#### [DIRECTIONS FOR THIS TASK]
Below are the records. Restate word for word every line from the one that contains "Note: in this practice we tag every instance of the peanut" through the final line, both included.

▶

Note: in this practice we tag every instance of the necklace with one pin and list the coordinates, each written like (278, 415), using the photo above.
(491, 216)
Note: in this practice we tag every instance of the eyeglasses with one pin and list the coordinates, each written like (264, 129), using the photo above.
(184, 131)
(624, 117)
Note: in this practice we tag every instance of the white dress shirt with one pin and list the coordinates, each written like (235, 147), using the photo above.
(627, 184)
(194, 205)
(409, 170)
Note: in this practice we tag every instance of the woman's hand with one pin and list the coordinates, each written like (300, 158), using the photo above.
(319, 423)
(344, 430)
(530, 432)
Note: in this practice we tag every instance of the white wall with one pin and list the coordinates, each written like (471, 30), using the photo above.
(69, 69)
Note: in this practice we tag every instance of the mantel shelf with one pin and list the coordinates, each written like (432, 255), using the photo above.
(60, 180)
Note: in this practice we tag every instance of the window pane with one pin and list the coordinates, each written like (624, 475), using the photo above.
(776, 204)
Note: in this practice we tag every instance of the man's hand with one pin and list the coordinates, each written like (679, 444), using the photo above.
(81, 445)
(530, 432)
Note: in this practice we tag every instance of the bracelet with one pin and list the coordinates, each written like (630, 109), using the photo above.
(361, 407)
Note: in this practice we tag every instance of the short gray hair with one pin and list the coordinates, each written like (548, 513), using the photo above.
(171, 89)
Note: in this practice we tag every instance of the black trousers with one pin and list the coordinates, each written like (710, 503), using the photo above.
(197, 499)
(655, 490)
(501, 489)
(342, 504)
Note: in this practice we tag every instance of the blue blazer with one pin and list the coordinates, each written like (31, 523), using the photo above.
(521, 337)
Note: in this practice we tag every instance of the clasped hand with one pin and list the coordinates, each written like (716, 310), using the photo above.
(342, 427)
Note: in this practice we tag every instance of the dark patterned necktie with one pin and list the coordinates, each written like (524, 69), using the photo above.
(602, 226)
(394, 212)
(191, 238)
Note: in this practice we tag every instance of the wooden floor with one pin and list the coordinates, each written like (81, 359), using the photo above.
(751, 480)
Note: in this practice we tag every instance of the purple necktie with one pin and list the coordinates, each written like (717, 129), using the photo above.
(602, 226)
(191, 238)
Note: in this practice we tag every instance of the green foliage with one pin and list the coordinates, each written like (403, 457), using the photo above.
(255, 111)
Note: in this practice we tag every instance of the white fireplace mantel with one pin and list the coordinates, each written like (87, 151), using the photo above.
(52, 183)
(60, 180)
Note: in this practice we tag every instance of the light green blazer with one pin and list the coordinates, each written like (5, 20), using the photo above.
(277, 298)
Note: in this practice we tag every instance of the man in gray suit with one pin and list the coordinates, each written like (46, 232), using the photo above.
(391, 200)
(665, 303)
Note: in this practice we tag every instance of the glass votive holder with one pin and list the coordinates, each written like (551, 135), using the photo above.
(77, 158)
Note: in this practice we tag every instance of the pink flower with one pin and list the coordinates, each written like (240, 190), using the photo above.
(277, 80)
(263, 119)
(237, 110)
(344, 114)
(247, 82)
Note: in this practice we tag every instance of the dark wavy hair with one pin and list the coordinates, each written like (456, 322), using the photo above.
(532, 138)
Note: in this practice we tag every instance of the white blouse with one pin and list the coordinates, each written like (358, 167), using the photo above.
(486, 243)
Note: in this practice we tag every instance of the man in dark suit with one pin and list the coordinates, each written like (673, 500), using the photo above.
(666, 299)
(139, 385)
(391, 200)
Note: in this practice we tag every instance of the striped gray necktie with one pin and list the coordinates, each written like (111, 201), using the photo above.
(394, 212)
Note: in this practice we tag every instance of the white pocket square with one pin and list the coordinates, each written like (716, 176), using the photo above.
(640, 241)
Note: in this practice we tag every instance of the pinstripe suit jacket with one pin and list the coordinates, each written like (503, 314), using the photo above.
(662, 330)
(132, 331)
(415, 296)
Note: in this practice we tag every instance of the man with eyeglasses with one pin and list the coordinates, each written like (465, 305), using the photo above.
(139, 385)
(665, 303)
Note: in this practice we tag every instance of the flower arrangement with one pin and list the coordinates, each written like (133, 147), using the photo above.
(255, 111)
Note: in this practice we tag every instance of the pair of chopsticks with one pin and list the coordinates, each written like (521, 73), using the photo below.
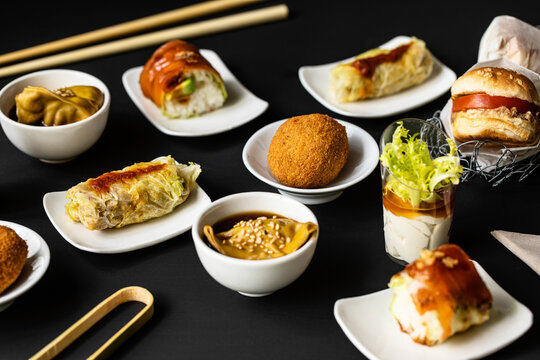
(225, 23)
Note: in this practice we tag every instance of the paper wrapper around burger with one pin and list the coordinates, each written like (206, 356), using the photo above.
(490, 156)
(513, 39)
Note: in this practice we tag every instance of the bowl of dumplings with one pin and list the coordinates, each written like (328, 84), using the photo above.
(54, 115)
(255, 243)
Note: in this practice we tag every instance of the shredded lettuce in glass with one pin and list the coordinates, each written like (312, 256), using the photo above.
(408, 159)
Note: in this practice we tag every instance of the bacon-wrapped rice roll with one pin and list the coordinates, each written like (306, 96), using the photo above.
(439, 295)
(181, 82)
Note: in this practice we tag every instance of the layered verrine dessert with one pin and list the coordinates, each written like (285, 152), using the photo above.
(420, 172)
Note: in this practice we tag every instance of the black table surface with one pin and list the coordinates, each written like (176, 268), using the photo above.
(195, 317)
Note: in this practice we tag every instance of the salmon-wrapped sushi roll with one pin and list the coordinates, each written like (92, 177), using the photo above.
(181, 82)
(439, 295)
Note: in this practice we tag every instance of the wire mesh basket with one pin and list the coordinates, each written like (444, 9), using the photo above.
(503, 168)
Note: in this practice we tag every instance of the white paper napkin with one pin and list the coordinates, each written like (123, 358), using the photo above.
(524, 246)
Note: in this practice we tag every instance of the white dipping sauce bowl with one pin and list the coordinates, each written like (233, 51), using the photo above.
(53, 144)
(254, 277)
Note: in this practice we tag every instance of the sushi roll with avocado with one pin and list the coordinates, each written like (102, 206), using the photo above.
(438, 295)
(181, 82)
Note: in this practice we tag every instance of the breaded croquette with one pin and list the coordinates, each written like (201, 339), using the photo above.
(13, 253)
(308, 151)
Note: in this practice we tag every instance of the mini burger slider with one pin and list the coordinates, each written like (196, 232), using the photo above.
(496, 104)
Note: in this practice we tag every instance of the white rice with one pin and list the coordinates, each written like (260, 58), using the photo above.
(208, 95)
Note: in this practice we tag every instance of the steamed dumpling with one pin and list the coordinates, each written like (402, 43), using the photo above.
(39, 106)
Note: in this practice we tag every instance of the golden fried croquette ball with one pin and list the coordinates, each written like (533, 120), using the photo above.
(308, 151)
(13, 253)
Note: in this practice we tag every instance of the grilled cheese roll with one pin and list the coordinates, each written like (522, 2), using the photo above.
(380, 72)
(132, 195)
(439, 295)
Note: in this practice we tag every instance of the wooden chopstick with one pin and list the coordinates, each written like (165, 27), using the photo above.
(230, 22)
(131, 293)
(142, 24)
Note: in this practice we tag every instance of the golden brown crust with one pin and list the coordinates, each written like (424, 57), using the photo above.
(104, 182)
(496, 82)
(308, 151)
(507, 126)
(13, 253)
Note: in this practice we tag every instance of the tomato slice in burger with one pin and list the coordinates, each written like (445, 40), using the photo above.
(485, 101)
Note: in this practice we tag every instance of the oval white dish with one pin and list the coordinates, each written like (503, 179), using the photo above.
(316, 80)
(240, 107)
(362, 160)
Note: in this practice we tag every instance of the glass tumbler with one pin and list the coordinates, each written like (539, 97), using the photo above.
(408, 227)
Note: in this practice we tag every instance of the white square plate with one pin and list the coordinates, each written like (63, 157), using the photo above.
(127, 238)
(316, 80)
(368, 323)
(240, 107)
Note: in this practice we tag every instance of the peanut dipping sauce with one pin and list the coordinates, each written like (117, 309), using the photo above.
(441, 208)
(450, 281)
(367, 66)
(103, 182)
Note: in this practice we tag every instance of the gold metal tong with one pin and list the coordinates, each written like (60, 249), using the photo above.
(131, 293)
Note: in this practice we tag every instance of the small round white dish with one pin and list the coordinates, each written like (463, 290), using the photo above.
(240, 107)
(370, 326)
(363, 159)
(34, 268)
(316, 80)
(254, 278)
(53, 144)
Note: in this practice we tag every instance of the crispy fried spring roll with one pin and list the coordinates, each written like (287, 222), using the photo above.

◀

#### [OUTPUT OF THE EXERCISE]
Note: in this practice we tag every instance of the peanut dipping sauce with one pin and list the coordinates, each written like (117, 309), using the photo above.
(441, 208)
(450, 281)
(367, 66)
(103, 182)
Note: in this practice we tag every instance of the gold metal tong with one pin and list the coordinates, each written like (60, 249), using the photo above.
(131, 293)
Note: in this practice we tag every instance of the small round white dish with one pin and list the coordinates, each written like (463, 290), using the photo above.
(240, 107)
(370, 326)
(363, 159)
(34, 268)
(316, 80)
(254, 278)
(53, 144)
Note: in this practice we tag every instance of the crispy fried spring roll with one pin and list the coordinates, each written like (287, 222), using the photo above.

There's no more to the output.